BEGIN

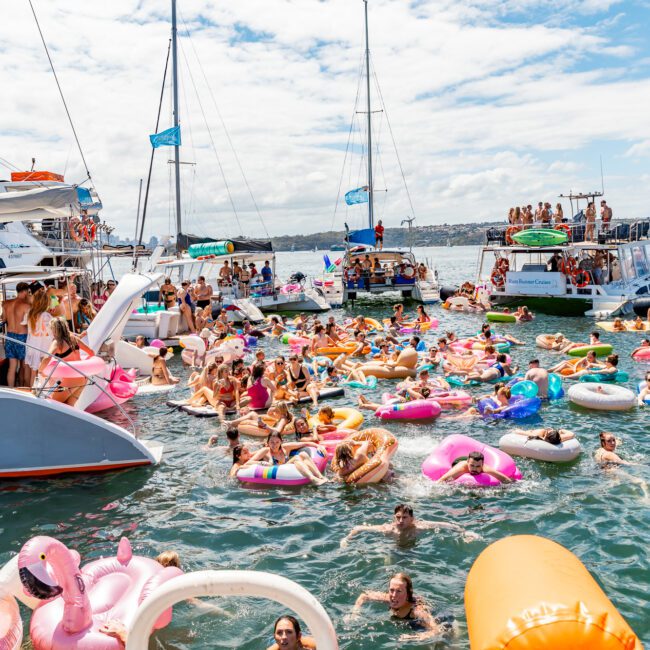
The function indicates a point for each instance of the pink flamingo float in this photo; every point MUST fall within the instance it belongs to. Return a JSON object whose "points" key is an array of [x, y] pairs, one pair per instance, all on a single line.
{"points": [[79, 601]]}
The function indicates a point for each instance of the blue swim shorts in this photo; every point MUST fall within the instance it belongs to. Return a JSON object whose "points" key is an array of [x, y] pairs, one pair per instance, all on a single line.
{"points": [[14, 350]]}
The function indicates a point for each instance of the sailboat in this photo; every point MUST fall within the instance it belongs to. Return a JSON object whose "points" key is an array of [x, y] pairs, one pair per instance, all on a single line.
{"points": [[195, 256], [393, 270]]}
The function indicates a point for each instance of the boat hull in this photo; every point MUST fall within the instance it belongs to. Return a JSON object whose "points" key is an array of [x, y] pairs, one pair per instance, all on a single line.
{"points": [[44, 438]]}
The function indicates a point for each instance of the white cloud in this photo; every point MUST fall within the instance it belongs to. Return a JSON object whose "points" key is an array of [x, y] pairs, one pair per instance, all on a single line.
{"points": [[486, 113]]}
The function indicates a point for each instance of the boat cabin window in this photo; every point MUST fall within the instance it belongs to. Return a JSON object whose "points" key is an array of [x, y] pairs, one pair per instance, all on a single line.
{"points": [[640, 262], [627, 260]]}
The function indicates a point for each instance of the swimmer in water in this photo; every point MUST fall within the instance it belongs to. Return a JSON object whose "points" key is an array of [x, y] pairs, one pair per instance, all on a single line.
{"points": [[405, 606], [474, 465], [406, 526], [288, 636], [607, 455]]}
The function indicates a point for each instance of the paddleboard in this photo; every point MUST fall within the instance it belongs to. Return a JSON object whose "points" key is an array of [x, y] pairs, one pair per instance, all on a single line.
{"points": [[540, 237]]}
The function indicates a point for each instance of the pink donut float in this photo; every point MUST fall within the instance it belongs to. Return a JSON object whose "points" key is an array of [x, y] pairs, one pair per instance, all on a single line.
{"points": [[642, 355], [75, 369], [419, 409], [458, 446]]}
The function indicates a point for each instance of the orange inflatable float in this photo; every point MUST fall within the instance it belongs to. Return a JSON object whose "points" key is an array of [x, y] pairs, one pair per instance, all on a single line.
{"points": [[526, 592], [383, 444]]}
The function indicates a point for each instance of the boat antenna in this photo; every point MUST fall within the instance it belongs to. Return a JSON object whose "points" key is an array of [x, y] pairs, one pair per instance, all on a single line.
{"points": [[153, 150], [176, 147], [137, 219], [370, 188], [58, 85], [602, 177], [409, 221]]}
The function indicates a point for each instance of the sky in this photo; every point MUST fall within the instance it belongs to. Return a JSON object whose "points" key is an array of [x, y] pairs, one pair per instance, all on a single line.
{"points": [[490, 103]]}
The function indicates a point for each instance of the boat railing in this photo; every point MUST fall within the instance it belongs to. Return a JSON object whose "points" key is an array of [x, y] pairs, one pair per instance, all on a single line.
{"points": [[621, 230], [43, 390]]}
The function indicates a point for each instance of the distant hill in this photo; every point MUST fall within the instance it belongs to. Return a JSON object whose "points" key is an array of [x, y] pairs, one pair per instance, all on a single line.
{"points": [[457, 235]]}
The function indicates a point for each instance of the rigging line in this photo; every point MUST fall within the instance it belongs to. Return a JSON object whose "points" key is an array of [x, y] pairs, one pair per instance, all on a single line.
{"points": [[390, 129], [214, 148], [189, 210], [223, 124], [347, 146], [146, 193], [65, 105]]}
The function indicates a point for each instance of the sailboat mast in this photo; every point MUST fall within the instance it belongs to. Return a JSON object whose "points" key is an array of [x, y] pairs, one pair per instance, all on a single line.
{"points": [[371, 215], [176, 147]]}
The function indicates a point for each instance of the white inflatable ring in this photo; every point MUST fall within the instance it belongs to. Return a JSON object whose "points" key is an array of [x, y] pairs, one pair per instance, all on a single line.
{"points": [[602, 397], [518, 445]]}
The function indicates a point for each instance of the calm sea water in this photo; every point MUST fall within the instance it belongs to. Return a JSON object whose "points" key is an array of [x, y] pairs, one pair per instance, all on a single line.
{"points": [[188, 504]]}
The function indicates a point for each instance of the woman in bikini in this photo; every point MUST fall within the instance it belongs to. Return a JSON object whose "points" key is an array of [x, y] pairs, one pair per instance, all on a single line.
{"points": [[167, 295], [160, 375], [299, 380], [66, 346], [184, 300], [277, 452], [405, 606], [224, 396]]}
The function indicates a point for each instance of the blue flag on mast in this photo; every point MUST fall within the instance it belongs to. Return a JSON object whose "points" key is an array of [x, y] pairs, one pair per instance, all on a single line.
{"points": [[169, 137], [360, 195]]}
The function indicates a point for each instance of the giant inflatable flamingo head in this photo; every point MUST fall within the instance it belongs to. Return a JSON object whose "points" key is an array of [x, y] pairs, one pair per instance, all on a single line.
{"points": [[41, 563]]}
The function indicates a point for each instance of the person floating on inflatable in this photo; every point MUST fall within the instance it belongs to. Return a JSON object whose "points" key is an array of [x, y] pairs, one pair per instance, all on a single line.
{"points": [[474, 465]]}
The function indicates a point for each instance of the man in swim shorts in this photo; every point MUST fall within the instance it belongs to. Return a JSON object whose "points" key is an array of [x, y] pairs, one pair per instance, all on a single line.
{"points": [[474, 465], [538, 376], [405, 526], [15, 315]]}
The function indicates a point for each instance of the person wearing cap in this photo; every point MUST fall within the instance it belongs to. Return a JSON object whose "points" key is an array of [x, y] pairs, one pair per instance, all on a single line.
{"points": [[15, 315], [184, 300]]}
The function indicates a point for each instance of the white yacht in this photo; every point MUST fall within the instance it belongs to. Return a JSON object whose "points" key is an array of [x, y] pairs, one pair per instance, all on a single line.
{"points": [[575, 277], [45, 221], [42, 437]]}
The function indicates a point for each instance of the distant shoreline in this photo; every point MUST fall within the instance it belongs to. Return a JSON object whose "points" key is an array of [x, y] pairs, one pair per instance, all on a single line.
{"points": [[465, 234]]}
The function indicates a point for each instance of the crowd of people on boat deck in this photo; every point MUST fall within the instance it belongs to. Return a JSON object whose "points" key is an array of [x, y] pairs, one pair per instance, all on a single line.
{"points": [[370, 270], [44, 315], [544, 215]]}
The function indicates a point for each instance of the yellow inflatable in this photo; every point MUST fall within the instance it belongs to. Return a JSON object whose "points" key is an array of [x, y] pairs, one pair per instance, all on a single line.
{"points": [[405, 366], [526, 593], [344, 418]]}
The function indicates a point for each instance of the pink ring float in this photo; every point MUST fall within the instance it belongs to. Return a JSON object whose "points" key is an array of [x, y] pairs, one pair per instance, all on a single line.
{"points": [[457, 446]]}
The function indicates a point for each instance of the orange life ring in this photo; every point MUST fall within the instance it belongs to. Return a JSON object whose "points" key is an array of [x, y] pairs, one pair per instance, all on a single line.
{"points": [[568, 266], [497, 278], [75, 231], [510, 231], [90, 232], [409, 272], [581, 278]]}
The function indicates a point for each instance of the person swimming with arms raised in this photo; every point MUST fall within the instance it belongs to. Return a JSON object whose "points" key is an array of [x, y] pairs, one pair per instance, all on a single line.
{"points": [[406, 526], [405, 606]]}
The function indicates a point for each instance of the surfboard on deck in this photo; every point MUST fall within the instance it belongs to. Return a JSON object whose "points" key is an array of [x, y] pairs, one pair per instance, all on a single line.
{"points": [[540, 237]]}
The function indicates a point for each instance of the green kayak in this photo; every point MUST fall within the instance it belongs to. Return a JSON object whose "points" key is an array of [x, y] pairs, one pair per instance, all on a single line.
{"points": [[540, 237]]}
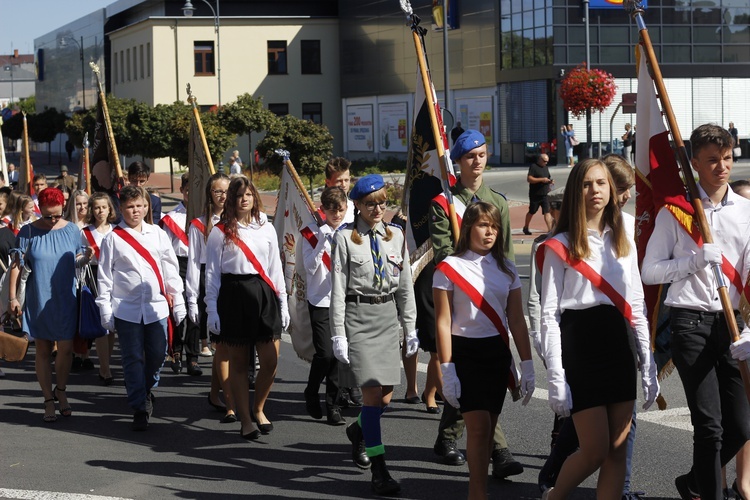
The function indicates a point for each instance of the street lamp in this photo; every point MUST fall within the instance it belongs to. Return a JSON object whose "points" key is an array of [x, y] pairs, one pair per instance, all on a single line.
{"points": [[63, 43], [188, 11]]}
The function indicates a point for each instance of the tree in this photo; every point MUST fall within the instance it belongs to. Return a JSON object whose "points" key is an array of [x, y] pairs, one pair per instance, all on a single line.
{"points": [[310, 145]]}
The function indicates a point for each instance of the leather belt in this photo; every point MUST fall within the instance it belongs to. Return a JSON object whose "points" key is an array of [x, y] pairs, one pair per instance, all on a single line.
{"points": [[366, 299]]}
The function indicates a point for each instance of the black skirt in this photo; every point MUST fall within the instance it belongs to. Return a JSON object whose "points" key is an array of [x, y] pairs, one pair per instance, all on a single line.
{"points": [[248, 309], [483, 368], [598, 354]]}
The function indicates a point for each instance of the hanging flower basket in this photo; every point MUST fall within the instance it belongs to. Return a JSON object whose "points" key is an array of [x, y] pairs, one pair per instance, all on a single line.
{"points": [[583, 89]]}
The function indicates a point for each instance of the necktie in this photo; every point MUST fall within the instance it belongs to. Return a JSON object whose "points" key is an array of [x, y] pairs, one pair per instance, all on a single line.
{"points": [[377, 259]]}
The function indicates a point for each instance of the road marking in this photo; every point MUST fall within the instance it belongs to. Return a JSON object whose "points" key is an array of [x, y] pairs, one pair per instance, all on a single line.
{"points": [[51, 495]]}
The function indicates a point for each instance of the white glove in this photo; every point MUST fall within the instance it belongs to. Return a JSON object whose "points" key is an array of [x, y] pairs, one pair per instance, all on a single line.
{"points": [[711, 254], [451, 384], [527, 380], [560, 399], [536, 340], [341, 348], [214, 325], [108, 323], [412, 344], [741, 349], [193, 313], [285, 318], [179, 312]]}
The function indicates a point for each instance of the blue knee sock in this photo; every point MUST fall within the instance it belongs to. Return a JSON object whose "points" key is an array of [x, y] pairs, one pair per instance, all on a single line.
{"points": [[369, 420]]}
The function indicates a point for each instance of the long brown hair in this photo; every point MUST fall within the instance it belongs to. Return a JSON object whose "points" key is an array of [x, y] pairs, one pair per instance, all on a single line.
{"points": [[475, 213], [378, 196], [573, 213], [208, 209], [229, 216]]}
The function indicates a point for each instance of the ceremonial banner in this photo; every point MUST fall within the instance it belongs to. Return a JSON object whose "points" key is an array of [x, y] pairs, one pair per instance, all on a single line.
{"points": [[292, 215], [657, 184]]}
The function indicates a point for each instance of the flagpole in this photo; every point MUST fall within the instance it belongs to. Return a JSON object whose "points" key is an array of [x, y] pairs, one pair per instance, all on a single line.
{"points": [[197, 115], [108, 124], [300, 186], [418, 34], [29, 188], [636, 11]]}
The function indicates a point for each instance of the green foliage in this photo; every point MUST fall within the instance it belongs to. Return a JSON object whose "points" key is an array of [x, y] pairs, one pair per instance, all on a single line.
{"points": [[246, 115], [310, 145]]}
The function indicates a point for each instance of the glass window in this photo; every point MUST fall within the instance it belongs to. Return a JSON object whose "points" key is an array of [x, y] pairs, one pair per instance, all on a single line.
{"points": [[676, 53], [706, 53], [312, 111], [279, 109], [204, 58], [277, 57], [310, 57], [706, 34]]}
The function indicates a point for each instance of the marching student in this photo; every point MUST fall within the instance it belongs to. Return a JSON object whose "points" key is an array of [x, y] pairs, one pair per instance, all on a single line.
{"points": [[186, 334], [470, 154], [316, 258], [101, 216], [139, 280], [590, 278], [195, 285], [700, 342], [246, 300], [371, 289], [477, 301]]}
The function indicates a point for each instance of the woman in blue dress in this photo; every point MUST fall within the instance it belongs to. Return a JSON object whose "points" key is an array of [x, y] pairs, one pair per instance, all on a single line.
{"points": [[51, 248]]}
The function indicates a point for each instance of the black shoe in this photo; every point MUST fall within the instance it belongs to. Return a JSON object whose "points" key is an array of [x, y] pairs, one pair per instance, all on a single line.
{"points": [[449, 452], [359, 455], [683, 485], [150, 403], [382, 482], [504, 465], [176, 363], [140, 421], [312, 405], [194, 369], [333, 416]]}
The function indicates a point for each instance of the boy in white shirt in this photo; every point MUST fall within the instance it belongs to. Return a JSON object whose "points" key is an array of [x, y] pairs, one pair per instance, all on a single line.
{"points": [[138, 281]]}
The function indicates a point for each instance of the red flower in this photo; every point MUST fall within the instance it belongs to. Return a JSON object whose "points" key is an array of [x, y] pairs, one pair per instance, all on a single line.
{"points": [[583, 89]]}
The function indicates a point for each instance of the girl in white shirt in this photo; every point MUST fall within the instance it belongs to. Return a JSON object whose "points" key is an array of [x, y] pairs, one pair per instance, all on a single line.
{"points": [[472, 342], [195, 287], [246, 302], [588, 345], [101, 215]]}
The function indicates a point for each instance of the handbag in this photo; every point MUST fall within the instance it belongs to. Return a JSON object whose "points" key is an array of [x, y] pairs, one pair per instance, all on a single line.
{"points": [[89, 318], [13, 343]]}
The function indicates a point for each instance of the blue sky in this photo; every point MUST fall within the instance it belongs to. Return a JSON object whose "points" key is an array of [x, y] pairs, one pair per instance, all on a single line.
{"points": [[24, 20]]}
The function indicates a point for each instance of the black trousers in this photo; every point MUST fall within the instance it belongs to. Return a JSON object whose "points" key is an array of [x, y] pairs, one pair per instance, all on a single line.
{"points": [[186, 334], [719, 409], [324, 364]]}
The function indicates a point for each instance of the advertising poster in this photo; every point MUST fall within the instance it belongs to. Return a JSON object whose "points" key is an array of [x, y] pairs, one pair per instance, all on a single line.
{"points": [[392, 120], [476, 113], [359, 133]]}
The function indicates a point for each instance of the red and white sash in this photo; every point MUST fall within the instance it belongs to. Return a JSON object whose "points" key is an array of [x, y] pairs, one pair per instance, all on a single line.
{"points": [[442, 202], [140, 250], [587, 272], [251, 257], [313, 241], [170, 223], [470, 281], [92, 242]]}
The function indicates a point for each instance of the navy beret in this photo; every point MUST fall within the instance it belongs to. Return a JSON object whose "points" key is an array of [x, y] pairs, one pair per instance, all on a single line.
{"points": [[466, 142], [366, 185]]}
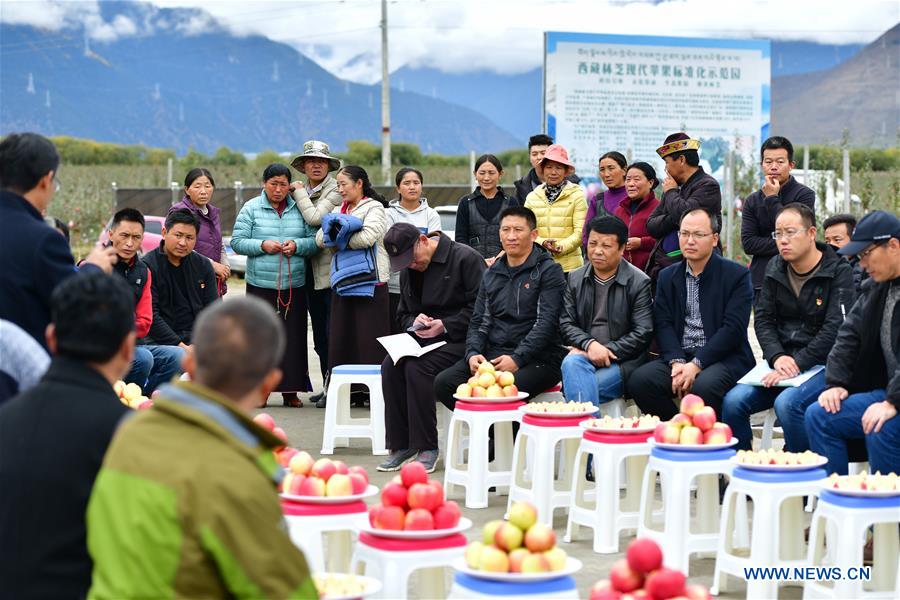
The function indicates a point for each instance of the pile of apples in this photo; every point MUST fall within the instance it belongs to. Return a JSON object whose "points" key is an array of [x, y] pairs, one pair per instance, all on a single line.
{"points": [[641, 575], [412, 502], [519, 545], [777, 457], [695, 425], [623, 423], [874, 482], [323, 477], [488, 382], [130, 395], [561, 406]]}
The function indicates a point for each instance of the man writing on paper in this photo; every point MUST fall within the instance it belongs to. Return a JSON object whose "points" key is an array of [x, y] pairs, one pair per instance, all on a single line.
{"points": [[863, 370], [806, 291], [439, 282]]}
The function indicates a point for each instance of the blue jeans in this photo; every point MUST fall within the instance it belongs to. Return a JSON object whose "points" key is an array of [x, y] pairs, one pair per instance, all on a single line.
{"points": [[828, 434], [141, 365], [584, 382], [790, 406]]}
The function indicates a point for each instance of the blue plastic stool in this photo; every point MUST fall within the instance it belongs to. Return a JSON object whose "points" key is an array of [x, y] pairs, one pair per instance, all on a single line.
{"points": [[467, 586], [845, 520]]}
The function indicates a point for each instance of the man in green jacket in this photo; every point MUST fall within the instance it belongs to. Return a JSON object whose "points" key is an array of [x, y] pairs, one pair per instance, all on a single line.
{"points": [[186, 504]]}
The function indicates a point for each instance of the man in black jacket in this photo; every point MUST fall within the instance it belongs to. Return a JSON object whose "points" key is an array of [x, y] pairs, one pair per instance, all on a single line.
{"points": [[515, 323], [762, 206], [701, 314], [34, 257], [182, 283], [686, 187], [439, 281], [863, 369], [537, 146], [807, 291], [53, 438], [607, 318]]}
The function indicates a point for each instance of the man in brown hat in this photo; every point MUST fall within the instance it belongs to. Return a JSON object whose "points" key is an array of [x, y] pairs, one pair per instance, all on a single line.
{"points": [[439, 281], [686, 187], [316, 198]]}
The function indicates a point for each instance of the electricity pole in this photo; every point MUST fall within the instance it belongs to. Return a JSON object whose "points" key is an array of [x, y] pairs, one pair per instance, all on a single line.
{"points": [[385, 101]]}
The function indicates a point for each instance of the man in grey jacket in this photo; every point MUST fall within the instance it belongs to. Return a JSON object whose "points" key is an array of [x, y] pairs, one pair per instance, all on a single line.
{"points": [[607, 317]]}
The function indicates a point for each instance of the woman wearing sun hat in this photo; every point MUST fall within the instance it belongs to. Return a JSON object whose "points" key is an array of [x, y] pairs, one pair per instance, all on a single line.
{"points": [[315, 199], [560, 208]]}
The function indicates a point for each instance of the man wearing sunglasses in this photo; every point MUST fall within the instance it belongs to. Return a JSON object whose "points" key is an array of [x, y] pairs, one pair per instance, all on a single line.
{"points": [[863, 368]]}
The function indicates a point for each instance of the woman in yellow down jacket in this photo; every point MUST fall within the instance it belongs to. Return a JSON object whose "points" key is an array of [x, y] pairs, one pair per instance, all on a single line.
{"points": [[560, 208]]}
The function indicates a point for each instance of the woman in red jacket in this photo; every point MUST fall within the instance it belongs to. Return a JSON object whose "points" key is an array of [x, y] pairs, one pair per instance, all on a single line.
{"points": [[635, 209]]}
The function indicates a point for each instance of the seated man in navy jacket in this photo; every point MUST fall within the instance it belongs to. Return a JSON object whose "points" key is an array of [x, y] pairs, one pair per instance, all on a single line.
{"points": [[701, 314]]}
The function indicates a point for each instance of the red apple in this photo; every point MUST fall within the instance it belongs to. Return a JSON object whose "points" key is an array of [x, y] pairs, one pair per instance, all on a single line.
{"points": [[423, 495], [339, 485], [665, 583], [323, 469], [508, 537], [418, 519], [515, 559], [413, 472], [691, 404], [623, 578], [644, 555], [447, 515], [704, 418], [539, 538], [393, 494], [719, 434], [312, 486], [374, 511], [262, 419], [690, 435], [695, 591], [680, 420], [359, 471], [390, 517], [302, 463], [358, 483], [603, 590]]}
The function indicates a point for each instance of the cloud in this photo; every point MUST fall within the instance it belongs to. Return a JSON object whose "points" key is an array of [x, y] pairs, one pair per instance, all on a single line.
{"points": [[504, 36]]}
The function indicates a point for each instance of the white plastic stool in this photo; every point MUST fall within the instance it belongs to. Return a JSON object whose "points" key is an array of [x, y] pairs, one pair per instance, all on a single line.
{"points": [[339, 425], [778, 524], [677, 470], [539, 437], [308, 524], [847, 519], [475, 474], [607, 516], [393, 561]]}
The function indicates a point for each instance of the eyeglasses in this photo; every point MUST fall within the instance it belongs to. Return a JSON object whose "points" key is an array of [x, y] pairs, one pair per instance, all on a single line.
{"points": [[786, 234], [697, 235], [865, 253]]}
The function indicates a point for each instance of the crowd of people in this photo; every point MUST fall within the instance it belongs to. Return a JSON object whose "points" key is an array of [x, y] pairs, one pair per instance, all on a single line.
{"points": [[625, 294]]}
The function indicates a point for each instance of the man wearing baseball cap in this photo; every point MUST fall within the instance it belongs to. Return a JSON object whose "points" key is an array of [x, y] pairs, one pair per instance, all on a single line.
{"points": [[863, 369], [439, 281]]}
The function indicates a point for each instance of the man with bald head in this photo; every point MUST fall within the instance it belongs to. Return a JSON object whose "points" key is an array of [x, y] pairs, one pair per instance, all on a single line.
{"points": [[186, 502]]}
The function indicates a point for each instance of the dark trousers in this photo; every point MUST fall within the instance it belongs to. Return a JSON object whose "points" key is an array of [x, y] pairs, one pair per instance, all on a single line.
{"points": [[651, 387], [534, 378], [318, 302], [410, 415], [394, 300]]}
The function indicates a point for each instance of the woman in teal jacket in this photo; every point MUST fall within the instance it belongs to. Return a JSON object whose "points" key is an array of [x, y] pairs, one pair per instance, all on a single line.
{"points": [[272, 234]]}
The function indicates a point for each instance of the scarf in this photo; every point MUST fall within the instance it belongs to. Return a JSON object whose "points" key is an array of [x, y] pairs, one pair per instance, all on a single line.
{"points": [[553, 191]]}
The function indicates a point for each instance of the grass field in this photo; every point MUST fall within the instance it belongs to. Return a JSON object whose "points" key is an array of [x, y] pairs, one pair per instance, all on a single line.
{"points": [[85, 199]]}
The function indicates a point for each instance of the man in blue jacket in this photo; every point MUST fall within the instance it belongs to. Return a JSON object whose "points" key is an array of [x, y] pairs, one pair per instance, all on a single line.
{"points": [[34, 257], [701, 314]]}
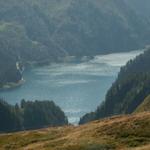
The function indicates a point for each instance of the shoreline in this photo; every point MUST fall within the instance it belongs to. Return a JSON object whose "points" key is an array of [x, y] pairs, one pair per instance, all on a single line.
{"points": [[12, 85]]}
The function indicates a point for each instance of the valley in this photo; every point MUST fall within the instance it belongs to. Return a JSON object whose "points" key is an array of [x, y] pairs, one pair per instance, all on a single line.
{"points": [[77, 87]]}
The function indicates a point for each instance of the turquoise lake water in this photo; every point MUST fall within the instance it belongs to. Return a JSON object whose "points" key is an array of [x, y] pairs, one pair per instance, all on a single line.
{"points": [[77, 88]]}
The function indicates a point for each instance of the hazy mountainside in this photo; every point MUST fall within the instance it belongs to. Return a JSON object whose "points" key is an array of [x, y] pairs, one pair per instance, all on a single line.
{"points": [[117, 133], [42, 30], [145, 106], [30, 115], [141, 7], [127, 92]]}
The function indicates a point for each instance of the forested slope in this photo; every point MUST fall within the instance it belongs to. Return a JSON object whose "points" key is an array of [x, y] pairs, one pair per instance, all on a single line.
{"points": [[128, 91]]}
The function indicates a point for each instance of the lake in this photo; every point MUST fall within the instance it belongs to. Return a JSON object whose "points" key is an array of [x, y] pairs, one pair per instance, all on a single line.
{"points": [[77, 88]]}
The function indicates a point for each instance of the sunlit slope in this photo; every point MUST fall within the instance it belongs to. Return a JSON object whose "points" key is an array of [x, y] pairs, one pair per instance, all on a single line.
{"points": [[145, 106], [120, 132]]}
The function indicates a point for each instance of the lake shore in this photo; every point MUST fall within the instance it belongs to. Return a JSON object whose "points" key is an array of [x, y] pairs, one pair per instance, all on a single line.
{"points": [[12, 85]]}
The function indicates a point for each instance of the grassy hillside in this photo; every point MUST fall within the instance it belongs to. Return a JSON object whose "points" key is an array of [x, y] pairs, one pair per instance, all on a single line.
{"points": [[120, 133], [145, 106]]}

END

The line that contains "The function indicates a point for each instance of the forested", the final line of the listing, and every line between them are to be retyped exactly; nothing else.

The function indicates a point for each instance of the forested slope in this photo; every point MUST fall within the instance it belongs to. Return a JSON object whose "points" key is an array of [x, y] pairs, one pair per instance, all on a single line.
{"points": [[128, 91]]}
The function indicates a point for each instance of the lake in this photo; every point MUST fall within the instance it belongs to. Return a JSON object whose "points" key is an array of [x, y] pairs, one pair per instance, all on a single line.
{"points": [[77, 88]]}
The function indicates a point for each instance of the sunlit slope in this photo; every point MUST fall within the instance it belongs to. Return a JSON object whose "points" key is an array of [x, y] pairs, one pair per instance, all on a single line.
{"points": [[145, 106], [120, 132]]}
The function indicates a point for each instance of the lake shore in this photo; every point MUST fall within the instance it belongs to. Return a JSON object whose "points" key is an array of [x, y] pairs, one pair per instance, all on a single line.
{"points": [[12, 85]]}
The function indicates a point for each instance of the grassy hillside in this photo; every point MUST fall within the instance it belongs to. Return a JSON object whose "points" key is an array of [x, y] pairs, one pair per instance, all on a single line.
{"points": [[120, 133], [145, 106]]}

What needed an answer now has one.